**Source data:**
*-*-*
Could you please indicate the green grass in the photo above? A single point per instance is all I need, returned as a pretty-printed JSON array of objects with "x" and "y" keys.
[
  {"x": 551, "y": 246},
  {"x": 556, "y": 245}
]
*-*-*
**What you have to do:** Every entry is to be restated word for word, with nothing dropped.

**Task result:**
Could you please indicate the green grass in the photo above? A single point per instance is all I need, returned as a pretty-printed JSON array of objects with "x" and "y" keys.
[
  {"x": 551, "y": 246},
  {"x": 556, "y": 245}
]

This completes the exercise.